Work item
Your output must match the records exactly, line for line.

Source records
[Start of section]

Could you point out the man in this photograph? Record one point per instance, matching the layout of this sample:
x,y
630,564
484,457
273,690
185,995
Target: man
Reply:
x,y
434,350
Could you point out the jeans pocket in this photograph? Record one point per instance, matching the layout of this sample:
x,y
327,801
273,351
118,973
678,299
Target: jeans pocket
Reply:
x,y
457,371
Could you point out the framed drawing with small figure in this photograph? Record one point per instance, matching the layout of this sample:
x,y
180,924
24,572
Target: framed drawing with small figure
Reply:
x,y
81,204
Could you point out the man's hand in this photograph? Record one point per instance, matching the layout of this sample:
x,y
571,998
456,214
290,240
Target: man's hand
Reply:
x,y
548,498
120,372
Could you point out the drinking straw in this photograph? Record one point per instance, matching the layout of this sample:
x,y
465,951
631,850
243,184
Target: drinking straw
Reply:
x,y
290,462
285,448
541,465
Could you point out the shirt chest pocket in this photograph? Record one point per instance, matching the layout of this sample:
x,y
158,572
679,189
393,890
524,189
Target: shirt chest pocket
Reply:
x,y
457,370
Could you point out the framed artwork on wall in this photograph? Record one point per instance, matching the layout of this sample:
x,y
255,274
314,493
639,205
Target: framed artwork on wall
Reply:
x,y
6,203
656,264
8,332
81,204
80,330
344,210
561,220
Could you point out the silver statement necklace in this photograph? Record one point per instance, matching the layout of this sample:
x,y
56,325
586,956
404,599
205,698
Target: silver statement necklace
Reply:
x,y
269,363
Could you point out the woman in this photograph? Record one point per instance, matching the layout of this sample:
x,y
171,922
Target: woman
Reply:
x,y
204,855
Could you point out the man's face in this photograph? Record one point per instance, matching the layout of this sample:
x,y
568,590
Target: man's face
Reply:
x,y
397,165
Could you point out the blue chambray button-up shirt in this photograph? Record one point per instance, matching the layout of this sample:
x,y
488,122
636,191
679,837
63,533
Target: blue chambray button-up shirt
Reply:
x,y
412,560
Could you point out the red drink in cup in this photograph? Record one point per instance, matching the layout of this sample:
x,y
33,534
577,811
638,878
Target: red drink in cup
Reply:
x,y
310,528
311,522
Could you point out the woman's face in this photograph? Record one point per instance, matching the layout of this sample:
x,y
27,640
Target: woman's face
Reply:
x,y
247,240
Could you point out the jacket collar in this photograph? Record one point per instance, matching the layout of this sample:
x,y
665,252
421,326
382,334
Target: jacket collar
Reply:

[End of section]

Problem solution
Could you point out the man in this photograph? Record one point per instance, matching the layout of this sample:
x,y
630,564
484,457
273,690
185,995
Target: man
Reply:
x,y
434,350
Could you point out the jeans pocket in this photograph? Record one point per instance, matching the layout of this sample:
x,y
327,801
273,351
118,973
678,299
Target: jeans pocket
Reply:
x,y
457,371
Could you point out the framed drawing with small figure in this photograph? Record one point per instance, matching the layout of this sample:
x,y
180,924
24,572
Target: framed drawing with small figure
Reply:
x,y
81,204
Could you point out the man's hand in this photograph? Record one point per instance, matching the layout of this sample:
x,y
571,998
456,214
290,240
Target: man's hand
Reply:
x,y
548,498
120,372
Could you point out the drinking straw in this photograph? Record one point per instance, matching the layout of this sample:
x,y
465,951
631,850
243,184
Target: drinking straw
Reply:
x,y
290,462
285,448
541,465
Could you point out the shirt chest pocket in this photograph? Record one point per instance, matching the layout of this sample:
x,y
158,572
679,189
393,890
524,189
Target: shirt chest pocket
Reply:
x,y
457,370
Could you point out the framed artwork on wall in this photograph? Record one point per instance, matching the layout of this sample:
x,y
255,274
314,493
639,205
Target: framed artwork on wall
Reply:
x,y
6,203
656,264
8,332
81,204
80,330
344,210
561,220
Could you point out the silver statement necklace in this photograph? Record one point per instance, matching the layout of this sample:
x,y
56,325
586,956
404,599
205,698
Target: silver statement necklace
Reply:
x,y
269,363
Could you point out the woman in this photograph? Record one point per instance, matching the layout of this sample:
x,y
171,922
Target: woman
Reply:
x,y
204,855
Could you point out the man's face in this photograph? Record one point per instance, matching the layout of this sample:
x,y
568,590
Target: man's face
Reply:
x,y
397,165
Could you point out the blue chambray button-up shirt in this photograph? Record one point per instance, matching the layout of this sample:
x,y
488,122
636,191
679,837
63,533
Target: blue chambray button-up shirt
Reply:
x,y
412,560
Could you point out the red drink in cup in this photograph? Record one point per instance, matching the layout of this sample:
x,y
33,534
577,811
638,878
Target: red drink in cup
Reply:
x,y
310,528
311,522
Could you point out the woman's face in this photograph? Record one point per instance, matching the layout of this sample:
x,y
27,640
Target: woman's face
Reply:
x,y
247,240
Could you point out the jacket collar in this photograph? Record one point per instance, matching the layout of this sample:
x,y
665,252
421,326
382,334
Target: jacket collar
Reply:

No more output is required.